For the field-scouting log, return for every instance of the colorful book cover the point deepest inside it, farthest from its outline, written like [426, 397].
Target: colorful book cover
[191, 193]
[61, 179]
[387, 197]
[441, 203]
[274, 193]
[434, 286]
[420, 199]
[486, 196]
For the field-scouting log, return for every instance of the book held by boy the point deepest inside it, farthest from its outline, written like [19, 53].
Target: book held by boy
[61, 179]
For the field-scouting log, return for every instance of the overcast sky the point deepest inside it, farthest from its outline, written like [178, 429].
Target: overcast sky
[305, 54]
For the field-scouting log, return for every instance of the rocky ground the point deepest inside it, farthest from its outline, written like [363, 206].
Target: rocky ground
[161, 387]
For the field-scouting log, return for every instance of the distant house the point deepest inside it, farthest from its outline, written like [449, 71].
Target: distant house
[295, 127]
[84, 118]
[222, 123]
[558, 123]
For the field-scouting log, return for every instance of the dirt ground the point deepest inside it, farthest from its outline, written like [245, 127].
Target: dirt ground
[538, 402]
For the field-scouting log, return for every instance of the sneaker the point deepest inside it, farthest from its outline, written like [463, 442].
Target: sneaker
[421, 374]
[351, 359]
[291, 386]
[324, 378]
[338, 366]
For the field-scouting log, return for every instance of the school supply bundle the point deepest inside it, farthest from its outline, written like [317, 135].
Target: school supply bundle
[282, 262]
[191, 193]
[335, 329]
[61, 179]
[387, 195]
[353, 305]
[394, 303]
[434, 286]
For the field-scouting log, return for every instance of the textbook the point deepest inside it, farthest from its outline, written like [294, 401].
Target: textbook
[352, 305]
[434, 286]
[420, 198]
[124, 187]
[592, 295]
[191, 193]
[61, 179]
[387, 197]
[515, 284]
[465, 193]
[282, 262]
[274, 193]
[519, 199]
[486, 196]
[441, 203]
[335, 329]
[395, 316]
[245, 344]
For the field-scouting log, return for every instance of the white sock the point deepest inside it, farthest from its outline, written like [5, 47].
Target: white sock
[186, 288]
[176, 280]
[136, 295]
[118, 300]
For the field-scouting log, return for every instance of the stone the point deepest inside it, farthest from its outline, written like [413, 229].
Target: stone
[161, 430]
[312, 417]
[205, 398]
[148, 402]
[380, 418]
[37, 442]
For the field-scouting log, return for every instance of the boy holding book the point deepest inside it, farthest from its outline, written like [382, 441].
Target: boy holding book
----
> TASK: Output must consist only of the listing's lines from the first through the line with "like [245, 127].", reproduced word for word.

> REPLY TO THE EXERCISE:
For the field-scouting log, return for every instance of the colorful book cover the point deepest inside it, farthest from its outline, written like [426, 397].
Target: colorful book cover
[191, 193]
[61, 179]
[387, 197]
[441, 203]
[274, 193]
[434, 286]
[420, 199]
[486, 196]
For the field-scouting log, return for every instance of the book held by boy the point deepest inside it, farthest from its outline, written like [19, 53].
Target: book held by boy
[61, 179]
For the field-scouting log, return for every instance of the overcast sky the point deepest inside it, farthest from its outline, written like [178, 429].
Target: overcast sky
[305, 54]
For the field-scouting log, return for every instance of the rocky ground the point deepest inside it, farthest from its outline, written like [363, 206].
Target: rocky ground
[161, 387]
For the field-scouting log, return for every instance of the distant house the point deepest inside it, farthest from its outline, written like [449, 71].
Target: distant house
[295, 127]
[84, 118]
[222, 123]
[558, 123]
For the field-scouting log, return for every instance of the dirt ground the point deepest inside it, farthest from its outline, written like [245, 127].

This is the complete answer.